DATA SUPPLIED
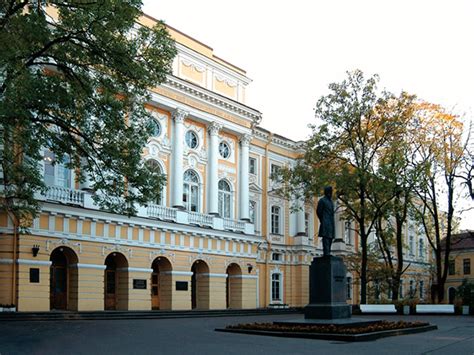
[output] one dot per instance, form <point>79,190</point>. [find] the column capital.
<point>179,115</point>
<point>214,128</point>
<point>245,140</point>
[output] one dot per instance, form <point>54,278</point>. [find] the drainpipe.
<point>265,209</point>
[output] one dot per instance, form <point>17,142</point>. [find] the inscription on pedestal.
<point>327,289</point>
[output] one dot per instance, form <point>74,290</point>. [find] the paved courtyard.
<point>455,336</point>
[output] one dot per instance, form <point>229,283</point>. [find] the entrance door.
<point>58,285</point>
<point>110,290</point>
<point>155,290</point>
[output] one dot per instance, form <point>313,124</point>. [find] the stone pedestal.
<point>327,289</point>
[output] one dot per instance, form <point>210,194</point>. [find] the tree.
<point>344,152</point>
<point>399,170</point>
<point>443,151</point>
<point>74,80</point>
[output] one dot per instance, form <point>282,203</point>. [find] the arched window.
<point>224,150</point>
<point>155,128</point>
<point>276,287</point>
<point>155,167</point>
<point>252,211</point>
<point>191,139</point>
<point>276,220</point>
<point>55,172</point>
<point>191,191</point>
<point>225,198</point>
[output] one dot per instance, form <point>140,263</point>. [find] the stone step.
<point>109,315</point>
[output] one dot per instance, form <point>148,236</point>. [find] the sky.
<point>292,50</point>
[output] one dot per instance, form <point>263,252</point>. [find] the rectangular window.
<point>452,267</point>
<point>306,224</point>
<point>275,219</point>
<point>377,289</point>
<point>411,245</point>
<point>347,232</point>
<point>466,266</point>
<point>412,288</point>
<point>389,289</point>
<point>276,287</point>
<point>253,166</point>
<point>274,169</point>
<point>349,288</point>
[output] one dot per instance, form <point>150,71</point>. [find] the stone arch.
<point>116,282</point>
<point>161,283</point>
<point>200,285</point>
<point>64,279</point>
<point>234,286</point>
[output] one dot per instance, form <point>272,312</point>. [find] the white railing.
<point>65,195</point>
<point>200,219</point>
<point>234,224</point>
<point>161,212</point>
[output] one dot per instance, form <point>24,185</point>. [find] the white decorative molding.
<point>243,276</point>
<point>33,262</point>
<point>212,275</point>
<point>179,115</point>
<point>117,248</point>
<point>135,269</point>
<point>162,253</point>
<point>193,65</point>
<point>200,256</point>
<point>223,79</point>
<point>89,266</point>
<point>177,273</point>
<point>214,128</point>
<point>66,243</point>
<point>245,140</point>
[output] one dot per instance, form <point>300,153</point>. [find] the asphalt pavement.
<point>455,336</point>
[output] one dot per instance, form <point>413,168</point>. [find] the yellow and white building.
<point>218,238</point>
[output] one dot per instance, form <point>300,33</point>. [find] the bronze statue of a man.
<point>325,212</point>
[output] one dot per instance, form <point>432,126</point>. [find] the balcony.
<point>65,195</point>
<point>234,225</point>
<point>161,212</point>
<point>167,214</point>
<point>200,219</point>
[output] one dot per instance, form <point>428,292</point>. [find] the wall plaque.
<point>181,285</point>
<point>139,284</point>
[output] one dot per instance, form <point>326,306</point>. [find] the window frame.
<point>276,284</point>
<point>188,134</point>
<point>223,143</point>
<point>275,220</point>
<point>466,265</point>
<point>189,190</point>
<point>57,167</point>
<point>224,197</point>
<point>254,165</point>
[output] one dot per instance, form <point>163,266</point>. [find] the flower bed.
<point>380,326</point>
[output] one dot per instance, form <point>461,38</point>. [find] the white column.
<point>244,177</point>
<point>213,178</point>
<point>177,158</point>
<point>300,220</point>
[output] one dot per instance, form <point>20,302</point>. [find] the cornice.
<point>204,60</point>
<point>213,99</point>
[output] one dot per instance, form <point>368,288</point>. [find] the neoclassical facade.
<point>218,237</point>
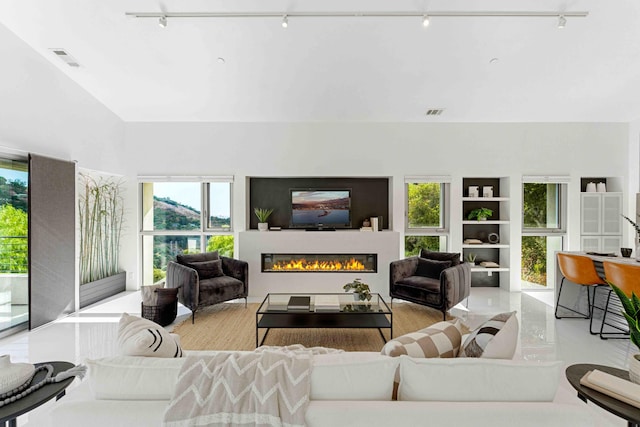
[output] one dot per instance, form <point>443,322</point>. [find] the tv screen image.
<point>315,208</point>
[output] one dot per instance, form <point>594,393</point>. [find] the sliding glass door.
<point>14,274</point>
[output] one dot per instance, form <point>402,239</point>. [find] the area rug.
<point>231,326</point>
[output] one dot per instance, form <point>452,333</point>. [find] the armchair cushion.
<point>431,268</point>
<point>207,269</point>
<point>184,259</point>
<point>441,256</point>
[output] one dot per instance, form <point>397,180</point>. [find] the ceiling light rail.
<point>430,14</point>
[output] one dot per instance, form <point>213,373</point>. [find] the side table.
<point>575,372</point>
<point>10,412</point>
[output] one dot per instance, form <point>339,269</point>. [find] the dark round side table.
<point>10,412</point>
<point>628,412</point>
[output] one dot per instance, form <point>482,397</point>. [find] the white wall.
<point>386,149</point>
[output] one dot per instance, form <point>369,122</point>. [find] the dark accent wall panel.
<point>52,200</point>
<point>369,197</point>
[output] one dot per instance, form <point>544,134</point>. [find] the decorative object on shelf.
<point>472,242</point>
<point>360,290</point>
<point>489,264</point>
<point>481,214</point>
<point>13,375</point>
<point>263,215</point>
<point>631,312</point>
<point>601,187</point>
<point>637,228</point>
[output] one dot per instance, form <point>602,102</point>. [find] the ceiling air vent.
<point>68,59</point>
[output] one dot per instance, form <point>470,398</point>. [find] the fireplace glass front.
<point>329,263</point>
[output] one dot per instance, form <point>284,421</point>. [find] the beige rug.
<point>231,326</point>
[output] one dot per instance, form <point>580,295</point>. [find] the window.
<point>542,230</point>
<point>183,217</point>
<point>14,264</point>
<point>425,225</point>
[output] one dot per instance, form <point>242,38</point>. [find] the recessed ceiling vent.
<point>68,59</point>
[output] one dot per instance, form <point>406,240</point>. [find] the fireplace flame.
<point>315,265</point>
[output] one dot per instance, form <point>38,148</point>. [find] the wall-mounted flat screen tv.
<point>321,208</point>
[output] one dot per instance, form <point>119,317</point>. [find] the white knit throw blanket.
<point>268,387</point>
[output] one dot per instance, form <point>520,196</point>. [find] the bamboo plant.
<point>101,215</point>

WHAT IS ASKED
Reproduce the full listing above with each "instance" replaced by "occurrence", changing nothing else. Omit the picture lines from your output.

WRITTEN ANSWER
[output] one dot per occurrence, form <point>79,190</point>. [find] the column capital.
<point>179,115</point>
<point>214,128</point>
<point>245,140</point>
[output] one dot per occurrence, form <point>54,278</point>. [find] the drainpipe.
<point>265,209</point>
[output] one dot per occurrence, form <point>17,142</point>. [find] the inscription on pedestal.
<point>327,289</point>
[output] one dot per occurrence, form <point>74,290</point>. [find] the paved courtyard.
<point>455,336</point>
[output] one dot per occurrence, form <point>229,283</point>. [find] the entrance door.
<point>58,285</point>
<point>110,290</point>
<point>155,290</point>
[output] one dot per occurrence, form <point>313,124</point>. [find] the stone pedestal.
<point>327,289</point>
[output] one dot per occurrence, form <point>210,194</point>. [find] the tree.
<point>344,152</point>
<point>399,170</point>
<point>443,151</point>
<point>74,80</point>
[output] one dot per occurrence, form <point>282,203</point>. [find] the arched window.
<point>224,150</point>
<point>155,128</point>
<point>276,287</point>
<point>155,167</point>
<point>252,211</point>
<point>191,139</point>
<point>276,220</point>
<point>55,172</point>
<point>191,191</point>
<point>225,198</point>
[output] one dot per occurrence, form <point>140,263</point>. [find] the stone step.
<point>109,315</point>
[output] one dot per occurrence, form <point>148,236</point>. [find] the sky.
<point>292,50</point>
[output] one dot per occurrence, form <point>263,252</point>. [find] the rectangular window.
<point>452,267</point>
<point>306,224</point>
<point>275,219</point>
<point>377,289</point>
<point>411,245</point>
<point>347,232</point>
<point>466,266</point>
<point>412,288</point>
<point>389,289</point>
<point>276,287</point>
<point>253,166</point>
<point>274,169</point>
<point>349,288</point>
[output] one dot per occurrence, form <point>150,71</point>. [find] the stone arch.
<point>116,282</point>
<point>161,283</point>
<point>200,285</point>
<point>64,279</point>
<point>234,286</point>
[output] one dot per occurrence, form <point>272,312</point>. [find] the white railing.
<point>65,195</point>
<point>200,219</point>
<point>234,224</point>
<point>161,212</point>
[output] one dot per occurrence, form <point>24,185</point>. [find] the white decorative molding.
<point>243,276</point>
<point>33,262</point>
<point>212,275</point>
<point>179,115</point>
<point>117,248</point>
<point>135,269</point>
<point>162,253</point>
<point>193,65</point>
<point>200,256</point>
<point>223,79</point>
<point>89,266</point>
<point>177,273</point>
<point>214,128</point>
<point>66,243</point>
<point>245,140</point>
[output] one dot per occurrence, form <point>300,153</point>. [find] the asphalt pavement.
<point>455,336</point>
[output] one dot per occurrence, form <point>413,168</point>. [find] the yellow and white building.
<point>218,238</point>
[output] one dot per occurrence, form <point>300,33</point>. [find] the bronze statue of a man.
<point>325,212</point>
[output] one dot per occurrence, form <point>432,126</point>. [find] the balcony.
<point>65,195</point>
<point>234,225</point>
<point>161,212</point>
<point>167,214</point>
<point>200,219</point>
[output] one dot per occurrence, form <point>428,292</point>. [find] the wall plaque.
<point>181,285</point>
<point>139,284</point>
[output] one dot per occurrence, form <point>326,306</point>. [find] the window frame.
<point>276,284</point>
<point>188,134</point>
<point>223,143</point>
<point>275,220</point>
<point>466,265</point>
<point>189,190</point>
<point>57,167</point>
<point>224,197</point>
<point>254,165</point>
[output] one dot per occurrence, form <point>163,266</point>. [find] the flower bed.
<point>380,326</point>
[output] one dot per occurrence, form <point>461,38</point>. [find] the white column.
<point>244,177</point>
<point>213,178</point>
<point>177,158</point>
<point>300,220</point>
[output] one dot per occurrence, form <point>20,302</point>. [find] the cornice.
<point>204,60</point>
<point>213,99</point>
[output] one dot per occurrence, form <point>368,288</point>. [find] the neoclassical facade.
<point>218,237</point>
[output] one dot per occurrence, form <point>443,322</point>. [find] the tv screen image.
<point>315,208</point>
[output] one dot per occurrence, form <point>594,393</point>. [find] the sliding glass door.
<point>14,274</point>
[output] one dot per occurrence, form <point>402,239</point>. [find] the area rug.
<point>231,326</point>
[output] one dot per occurrence, form <point>452,333</point>. [find] the armchair cushion.
<point>431,268</point>
<point>207,269</point>
<point>184,259</point>
<point>441,256</point>
[output] one dot per occurrence, form <point>397,180</point>. [find] the ceiling light rail.
<point>430,14</point>
[output] one dot per occurrence, form <point>213,373</point>. [find] the side table.
<point>575,372</point>
<point>10,412</point>
[output] one dot per occurrence, form <point>339,269</point>. [find] the dark round side table.
<point>10,412</point>
<point>628,412</point>
[output] one dot per occurrence, form <point>482,397</point>. [find] the white wall.
<point>386,149</point>
[output] one dot per occurrence, form <point>369,122</point>. [find] the dark accent wall panel.
<point>52,200</point>
<point>369,197</point>
[output] one dot per occurrence, form <point>544,134</point>. [find] the decorative object on shelf.
<point>472,242</point>
<point>360,290</point>
<point>489,264</point>
<point>481,214</point>
<point>13,375</point>
<point>263,215</point>
<point>631,312</point>
<point>601,187</point>
<point>637,228</point>
[output] one dot per occurrence, form <point>602,102</point>. [find] the ceiling air vent.
<point>68,59</point>
[output] one dot per occurrence, form <point>470,398</point>. [find] the fireplace glass front.
<point>329,263</point>
[output] one dot per occurrence, form <point>284,421</point>. [find] the beige rug.
<point>231,326</point>
[output] one dot per occurrence, form <point>580,295</point>. [find] the window.
<point>542,230</point>
<point>183,217</point>
<point>14,264</point>
<point>425,225</point>
[output] one dot per occurrence, form <point>242,38</point>. [find] the recessed ceiling vent.
<point>68,59</point>
[output] one dot per occurrence, form <point>406,240</point>. [find] the fireplace flame.
<point>315,265</point>
[output] one dot per occurrence, form <point>38,148</point>. [find] the wall-mounted flat screen tv.
<point>321,208</point>
[output] one dot per occurrence, form <point>119,317</point>. [find] the white knit throw blanket.
<point>268,387</point>
[output] one dot per occurrence, form <point>520,196</point>. [find] the bamboo plant.
<point>101,215</point>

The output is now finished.